Point labeling dataset excerpts
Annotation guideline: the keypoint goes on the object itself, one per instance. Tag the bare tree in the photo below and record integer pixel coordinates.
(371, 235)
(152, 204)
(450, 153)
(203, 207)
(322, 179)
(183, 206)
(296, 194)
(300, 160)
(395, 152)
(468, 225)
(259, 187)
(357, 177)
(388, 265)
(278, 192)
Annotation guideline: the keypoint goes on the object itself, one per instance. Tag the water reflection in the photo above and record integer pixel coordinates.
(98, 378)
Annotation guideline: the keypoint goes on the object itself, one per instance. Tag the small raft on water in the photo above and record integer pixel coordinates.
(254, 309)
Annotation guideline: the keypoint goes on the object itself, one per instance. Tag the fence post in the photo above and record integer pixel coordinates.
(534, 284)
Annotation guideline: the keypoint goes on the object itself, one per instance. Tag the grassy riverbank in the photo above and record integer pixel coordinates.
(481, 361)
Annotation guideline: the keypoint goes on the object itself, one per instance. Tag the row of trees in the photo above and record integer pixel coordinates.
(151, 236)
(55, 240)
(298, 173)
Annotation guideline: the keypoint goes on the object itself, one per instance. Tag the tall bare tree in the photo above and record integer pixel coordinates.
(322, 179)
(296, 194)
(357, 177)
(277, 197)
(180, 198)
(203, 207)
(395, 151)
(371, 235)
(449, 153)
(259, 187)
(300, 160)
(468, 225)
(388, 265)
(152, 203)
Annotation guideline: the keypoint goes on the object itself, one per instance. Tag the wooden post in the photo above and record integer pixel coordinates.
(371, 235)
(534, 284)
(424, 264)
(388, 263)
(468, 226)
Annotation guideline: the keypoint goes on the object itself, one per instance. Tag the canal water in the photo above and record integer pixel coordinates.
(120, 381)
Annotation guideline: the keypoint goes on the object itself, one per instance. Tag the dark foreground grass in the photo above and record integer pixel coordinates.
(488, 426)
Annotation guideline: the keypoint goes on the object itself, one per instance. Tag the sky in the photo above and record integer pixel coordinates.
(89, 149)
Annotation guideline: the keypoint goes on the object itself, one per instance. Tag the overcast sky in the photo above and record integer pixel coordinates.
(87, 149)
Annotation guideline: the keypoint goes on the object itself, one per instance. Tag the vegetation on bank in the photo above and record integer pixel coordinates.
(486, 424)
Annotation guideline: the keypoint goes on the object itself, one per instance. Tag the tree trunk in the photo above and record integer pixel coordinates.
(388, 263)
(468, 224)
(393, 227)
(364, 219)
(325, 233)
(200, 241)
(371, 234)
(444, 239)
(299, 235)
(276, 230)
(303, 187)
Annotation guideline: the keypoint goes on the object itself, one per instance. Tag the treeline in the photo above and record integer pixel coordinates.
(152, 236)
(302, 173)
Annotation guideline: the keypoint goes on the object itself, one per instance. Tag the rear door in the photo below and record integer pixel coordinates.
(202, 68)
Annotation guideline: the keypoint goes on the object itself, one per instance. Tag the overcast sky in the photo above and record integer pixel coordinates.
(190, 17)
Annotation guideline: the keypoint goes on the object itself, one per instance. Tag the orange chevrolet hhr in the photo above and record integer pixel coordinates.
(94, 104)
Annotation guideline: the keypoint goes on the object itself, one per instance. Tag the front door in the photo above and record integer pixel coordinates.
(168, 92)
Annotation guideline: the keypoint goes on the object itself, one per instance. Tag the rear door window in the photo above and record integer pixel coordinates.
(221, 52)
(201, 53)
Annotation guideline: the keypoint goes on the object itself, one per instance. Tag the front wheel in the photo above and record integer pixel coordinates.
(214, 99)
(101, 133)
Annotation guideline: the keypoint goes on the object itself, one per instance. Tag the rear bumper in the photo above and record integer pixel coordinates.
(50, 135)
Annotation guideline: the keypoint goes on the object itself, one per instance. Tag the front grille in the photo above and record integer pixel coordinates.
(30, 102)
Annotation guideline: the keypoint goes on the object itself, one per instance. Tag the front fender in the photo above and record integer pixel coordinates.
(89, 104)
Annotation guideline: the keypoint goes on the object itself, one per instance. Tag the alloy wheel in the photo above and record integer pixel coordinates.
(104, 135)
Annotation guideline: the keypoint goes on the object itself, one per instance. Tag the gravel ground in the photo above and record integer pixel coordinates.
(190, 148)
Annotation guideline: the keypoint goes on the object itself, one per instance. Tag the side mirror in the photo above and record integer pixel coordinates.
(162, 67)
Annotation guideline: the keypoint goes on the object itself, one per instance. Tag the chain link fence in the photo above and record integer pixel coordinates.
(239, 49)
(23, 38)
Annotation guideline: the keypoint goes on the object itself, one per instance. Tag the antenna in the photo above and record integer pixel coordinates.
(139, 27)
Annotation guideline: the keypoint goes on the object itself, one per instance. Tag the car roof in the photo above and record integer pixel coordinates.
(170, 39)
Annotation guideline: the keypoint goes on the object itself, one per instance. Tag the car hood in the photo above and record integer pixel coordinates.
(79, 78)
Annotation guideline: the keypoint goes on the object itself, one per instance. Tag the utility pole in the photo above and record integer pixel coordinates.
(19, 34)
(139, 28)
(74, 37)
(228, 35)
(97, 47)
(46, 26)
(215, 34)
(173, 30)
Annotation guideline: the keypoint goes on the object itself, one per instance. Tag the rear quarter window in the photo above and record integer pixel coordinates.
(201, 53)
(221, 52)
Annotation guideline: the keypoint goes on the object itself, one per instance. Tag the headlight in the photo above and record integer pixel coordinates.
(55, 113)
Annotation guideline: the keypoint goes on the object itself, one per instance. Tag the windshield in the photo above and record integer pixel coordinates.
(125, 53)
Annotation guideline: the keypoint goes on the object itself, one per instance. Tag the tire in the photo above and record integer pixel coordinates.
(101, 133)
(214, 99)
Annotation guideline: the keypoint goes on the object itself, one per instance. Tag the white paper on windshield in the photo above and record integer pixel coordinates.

### TASK INSTRUCTIONS
Extract all lines as given.

### OUTPUT BELOW
Annotation guideline: the keypoint goes on the object itself, one per instance. Tag the bare tree in the photo below and record integer pixel coordinates.
(371, 235)
(152, 204)
(450, 153)
(203, 207)
(322, 179)
(183, 206)
(296, 194)
(300, 160)
(395, 152)
(468, 225)
(259, 187)
(357, 177)
(388, 265)
(278, 192)
Annotation guideline: the keypoint goes on the object itself, one per instance. Tag the water reflection in the photo above and record integer pixel coordinates.
(98, 378)
Annotation guideline: the keypoint goes on the object itself, one per instance. Tag the small raft on water in the photo above and record integer pixel coordinates.
(254, 309)
Annotation guideline: the keypoint goes on the object itself, one per instance. Tag the fence post in the photo above and record integer pixel coordinates.
(534, 284)
Annotation guideline: the keypoint goes on the object itself, one per instance. Tag the grassy riverbank in the photo above and record integer pixel coordinates.
(481, 361)
Annotation guideline: the keypoint goes on the object itself, one per instance. Tag the row of trees in the photo above and record integer pixel coordinates.
(151, 236)
(55, 240)
(298, 173)
Annotation guideline: the keypoint goes on the object itself, one per instance. Tag the tall bare tree in the photo above and record integer pixel coordinates.
(322, 179)
(296, 194)
(357, 177)
(277, 197)
(180, 198)
(203, 207)
(395, 151)
(371, 235)
(449, 153)
(259, 187)
(300, 160)
(468, 225)
(388, 265)
(152, 203)
Annotation guideline: the keypoint goes on the object itself, one per instance. Tag the wooden post in the photo above and record integer pixel coordinates.
(371, 235)
(534, 284)
(424, 264)
(388, 263)
(468, 226)
Annotation guideline: the keypoint goes on the object itself, one per instance. Tag the canal water in the photo above and record integer pixel coordinates.
(120, 381)
Annotation guideline: the keypoint goes on the object itself, one per instance. Tag the dark foreground grass in the photo above and record integer pixel coordinates.
(488, 426)
Annotation guideline: the keypoint goes on the object itself, one per instance. Tag the sky in the photo above and record integer pixel coordinates.
(89, 149)
Annotation guideline: the keypoint goes on the object itself, one per instance. Tag the overcast sky in the photo above and record integer pixel coordinates.
(87, 149)
Annotation guideline: the keypoint goes on the object itself, one per instance. Tag the vegetation on bank in the photo above and record integer pixel coordinates.
(486, 424)
Annotation guideline: the keypoint goes on the object itself, one per instance. Tag the tree trunk in the photo above and record integer pixel coordinates.
(388, 263)
(468, 224)
(393, 227)
(364, 219)
(325, 233)
(200, 241)
(371, 234)
(444, 239)
(299, 235)
(276, 230)
(303, 187)
Annotation guideline: the keypoint goes on the object itself, one per instance. Tag the treeline in the photo above and record integer pixel coordinates.
(152, 236)
(302, 173)
Annotation guideline: the keypoint goes on the object itself, one per instance. Tag the rear door in the photo below and record integer pixel coordinates.
(202, 68)
Annotation guideline: the keypoint goes on the object itself, one per instance. Tag the overcast sky in the photo above and record integer pixel coordinates.
(190, 17)
Annotation guideline: the keypoint goes on the object itself, one per instance. Tag the orange chevrolet hhr in the photo above and record integer pixel coordinates.
(94, 104)
Annotation guideline: the keypoint goes on the object itself, one per instance. Tag the front door in the photo above and record integer pixel coordinates.
(168, 92)
Annotation guideline: the keypoint goes on the object itself, one per instance. Tag the rear door window in the photo above and record integer pixel coordinates.
(221, 52)
(201, 53)
Annotation guideline: the keypoint goes on the object itself, one per instance. Tag the front wheel in the photo above and record integer pixel coordinates.
(214, 99)
(101, 133)
Annotation guideline: the keypoint goes on the object itself, one per instance. Tag the rear bumper in the photo above and record integer pixel coordinates.
(50, 135)
Annotation guideline: the keypoint goes on the object itself, one per instance. Tag the front grille in the photo above and record integer pixel coordinates.
(30, 102)
Annotation guideline: the keypoint goes on the object itself, one per instance. Tag the front fender in the photo above and record integer pixel coordinates.
(89, 104)
Annotation guideline: the keypoint goes on the object itself, one per instance. Tag the alloy wheel in the photo above and record integer pixel coordinates.
(104, 135)
Annotation guideline: the keypoint goes on the object itself, one per instance. Tag the gravel ground in the photo above and record integer pixel coordinates.
(190, 148)
Annotation guideline: the keypoint goes on the object itself, one per instance. Tag the side mirror in the photo above and record integer pixel coordinates.
(162, 67)
Annotation guideline: the keypoint goes on the object itself, one per instance. Tag the chain link fence in the photo above and record integer pixel coordinates.
(239, 49)
(23, 38)
Annotation guideline: the keypoint goes on the object itself, one per instance. Tag the antenna in the photo above and record integer pixel coordinates.
(139, 27)
Annotation guideline: the keypoint goes on the object itself, one per instance. Tag the car roof in the photo above and record integer pixel coordinates.
(170, 39)
Annotation guideline: the keypoint goes on the object itself, one per instance. Tag the car hood in the photo above and record integer pixel coordinates.
(79, 78)
Annotation guideline: the keypoint goes on the object itself, one per instance. Tag the utility pole in the photo above and record integer pixel coordinates.
(19, 34)
(139, 28)
(74, 37)
(228, 35)
(97, 47)
(46, 26)
(215, 34)
(173, 30)
Annotation guideline: the keypoint goes on the object itself, one per instance. Tag the rear quarter window in the photo above and record integer pixel coordinates.
(201, 53)
(221, 52)
Annotation guideline: the keypoint goes on the object itself, one per instance. Tag the headlight in the photo above and record integer pixel coordinates.
(55, 113)
Annotation guideline: the keypoint goes on the object itself, one per instance. Tag the windshield in the photo above and record integer pixel coordinates.
(125, 53)
Annotation guideline: the keypoint goes on the object itself, one per instance. Tag the tire in the photo above and record integer pixel coordinates.
(101, 133)
(214, 99)
Annotation guideline: the keypoint goes on the object itself, one per instance. Tag the white paper on windshield in the photo above and record integer pixel coordinates.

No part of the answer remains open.